▶ Your task
Swap "Reviewer note" for "Annotator note" throughout the records below, leaving everything else unchanged.

------ Stored records ------

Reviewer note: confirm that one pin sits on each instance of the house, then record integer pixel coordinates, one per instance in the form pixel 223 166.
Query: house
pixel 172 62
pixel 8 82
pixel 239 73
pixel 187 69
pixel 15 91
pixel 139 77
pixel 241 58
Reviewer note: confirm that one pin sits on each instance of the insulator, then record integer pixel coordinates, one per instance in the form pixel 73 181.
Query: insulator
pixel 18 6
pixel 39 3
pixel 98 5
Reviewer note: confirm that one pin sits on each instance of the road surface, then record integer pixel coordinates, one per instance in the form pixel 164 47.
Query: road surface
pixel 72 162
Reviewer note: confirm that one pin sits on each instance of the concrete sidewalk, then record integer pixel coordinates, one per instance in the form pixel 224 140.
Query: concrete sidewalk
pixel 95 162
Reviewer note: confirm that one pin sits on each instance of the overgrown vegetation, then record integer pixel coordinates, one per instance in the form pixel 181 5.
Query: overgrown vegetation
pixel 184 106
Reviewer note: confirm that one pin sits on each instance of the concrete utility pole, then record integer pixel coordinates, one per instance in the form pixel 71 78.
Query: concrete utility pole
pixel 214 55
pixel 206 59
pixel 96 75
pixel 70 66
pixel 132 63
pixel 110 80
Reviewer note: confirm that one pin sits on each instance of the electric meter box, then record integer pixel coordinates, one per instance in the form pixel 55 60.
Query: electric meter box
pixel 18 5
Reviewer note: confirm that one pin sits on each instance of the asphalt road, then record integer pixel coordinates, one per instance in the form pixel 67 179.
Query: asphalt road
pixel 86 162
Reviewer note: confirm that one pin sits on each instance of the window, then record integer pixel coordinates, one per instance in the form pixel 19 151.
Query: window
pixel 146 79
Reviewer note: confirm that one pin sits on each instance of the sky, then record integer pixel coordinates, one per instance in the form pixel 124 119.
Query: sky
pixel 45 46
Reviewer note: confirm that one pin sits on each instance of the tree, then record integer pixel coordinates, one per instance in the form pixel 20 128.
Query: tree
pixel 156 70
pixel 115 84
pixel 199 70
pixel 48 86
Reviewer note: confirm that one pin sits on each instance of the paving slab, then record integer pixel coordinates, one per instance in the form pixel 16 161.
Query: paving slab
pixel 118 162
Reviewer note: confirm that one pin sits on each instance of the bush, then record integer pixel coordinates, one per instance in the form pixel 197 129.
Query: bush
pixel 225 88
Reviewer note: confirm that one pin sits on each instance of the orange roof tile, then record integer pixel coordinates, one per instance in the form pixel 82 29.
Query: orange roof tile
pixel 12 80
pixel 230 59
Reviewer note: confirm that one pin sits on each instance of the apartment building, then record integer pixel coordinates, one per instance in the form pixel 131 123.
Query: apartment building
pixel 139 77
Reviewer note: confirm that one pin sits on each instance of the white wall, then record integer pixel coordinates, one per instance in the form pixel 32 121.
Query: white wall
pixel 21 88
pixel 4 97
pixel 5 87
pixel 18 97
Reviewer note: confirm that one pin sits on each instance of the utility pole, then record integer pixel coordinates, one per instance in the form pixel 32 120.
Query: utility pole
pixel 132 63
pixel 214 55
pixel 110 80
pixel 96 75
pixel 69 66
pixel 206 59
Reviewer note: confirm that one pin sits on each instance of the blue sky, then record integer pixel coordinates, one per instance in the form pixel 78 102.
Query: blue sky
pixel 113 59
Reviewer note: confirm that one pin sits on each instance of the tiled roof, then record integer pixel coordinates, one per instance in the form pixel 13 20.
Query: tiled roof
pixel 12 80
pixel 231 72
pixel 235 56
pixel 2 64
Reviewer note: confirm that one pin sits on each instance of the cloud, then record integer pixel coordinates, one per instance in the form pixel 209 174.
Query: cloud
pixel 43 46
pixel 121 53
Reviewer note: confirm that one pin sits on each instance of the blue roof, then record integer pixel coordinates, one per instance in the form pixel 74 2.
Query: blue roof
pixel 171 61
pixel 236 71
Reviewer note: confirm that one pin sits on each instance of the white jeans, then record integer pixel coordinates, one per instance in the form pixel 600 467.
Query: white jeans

------

▶ Exercise result
Annotator note: confirm that one pin sits on each instance of the house, then record integer pixel coordinates, one per instance in the form pixel 223 166.
Query: house
pixel 172 62
pixel 8 82
pixel 239 73
pixel 187 69
pixel 15 91
pixel 139 77
pixel 241 58
Annotator note: confirm that one pin sits on each instance of the insulator, then record integer pixel coordinates, one per instance in the form pixel 73 181.
Query: insulator
pixel 18 6
pixel 39 3
pixel 98 5
Annotator note: confirm that one pin sits on each instance of the road surface, then record integer pixel coordinates, one per instance in the form pixel 164 47.
Query: road surface
pixel 72 162
Annotator note: confirm that one pin sits on each instance of the concrete sidewalk, then record integer pixel coordinates, one per instance in the form pixel 224 140.
Query: concrete sidewalk
pixel 95 162
Annotator note: confirm that one pin sits on each instance of the overgrown vegetation, then record integer pixel coordinates, one per instance in the form pixel 181 5.
Query: overgrown vegetation
pixel 184 106
Annotator note: confirm that one pin sits on each instance of the concrete utility pole, then record integer pixel coordinates, one per instance in the form pixel 71 78.
Query: concrete utility pole
pixel 214 55
pixel 206 59
pixel 96 75
pixel 70 66
pixel 132 63
pixel 110 80
Annotator note: confirm that one pin sits on each instance of the electric meter box, then record integer pixel coordinates, one per instance in the form pixel 55 60.
Query: electric meter box
pixel 18 5
Annotator note: confirm that one pin sits on each instance of the asphalt road, then record integer pixel coordinates, one per instance in the form pixel 67 179.
Query: asphalt road
pixel 86 162
Annotator note: confirm that one pin sits on each instance of the window, then record integer pixel coordinates, one per instance in the form pixel 19 151.
Query: window
pixel 146 79
Annotator note: confirm that one pin sits on each instance of the sky, then record integer pixel coordinates, one per instance in the form pixel 124 119.
Query: sky
pixel 45 46
Annotator note: confirm that one pin sits on each instance of the tree, then record integer pixel coordinates, one per instance in the form pixel 20 128.
Query: tree
pixel 156 70
pixel 115 84
pixel 199 70
pixel 48 86
Annotator note: confirm that one pin sits on each instance of the paving slab, then record integer pixel coordinates, one per instance in the form pixel 16 161.
Query: paving slab
pixel 118 162
Annotator note: confirm that one pin sits on each instance of the bush, then record integer pixel coordinates, one per instance in the form pixel 197 129.
Query: bush
pixel 225 88
Annotator note: confirm that one pin sits on each instance of the orange roof tile, then record integer pixel coordinates, one per instance in the form pixel 82 29.
Query: orange roof tile
pixel 12 80
pixel 230 59
Annotator note: confirm that one pin sits on each instance of the apartment building, then record integer pixel coordinates, one per instance in the form pixel 131 123.
Query: apartment building
pixel 139 77
Annotator note: confirm that one pin sits on each instance of the white wall, then record integer pixel coordinates, one per instance in the form pixel 32 121.
Query: white wall
pixel 21 88
pixel 4 97
pixel 5 87
pixel 18 97
Annotator note: confirm that one pin sits on each instance of the utility pole, then record integer pixel coordinates, one per instance in the form pixel 32 120.
Query: utility pole
pixel 132 63
pixel 214 55
pixel 110 80
pixel 96 75
pixel 69 66
pixel 206 59
Annotator note: confirm that one pin sits on each instance of the blue sky, then record integer pixel coordinates, one per instance in the form pixel 78 102.
Query: blue sky
pixel 113 59
Annotator note: confirm that one pin sits on each instance of the tiled roof, then record integer pixel coordinates, one per instance in the form pixel 13 20.
Query: tiled roof
pixel 12 80
pixel 231 72
pixel 235 56
pixel 2 64
Annotator note: confirm that one pin sits on each instance of the cloud, then record integer pixel coordinates, one per instance in the form pixel 209 174.
Query: cloud
pixel 43 46
pixel 121 53
Annotator note: confirm that one pin sits on each instance of the blue roof, then record integer pixel coordinates, one per instance in the form pixel 74 2.
Query: blue roof
pixel 171 61
pixel 236 71
Annotator note: confirm that one pin sits on each instance of the white jeans, then record integer pixel coordinates, one per instance in the form pixel 600 467.
Query: white jeans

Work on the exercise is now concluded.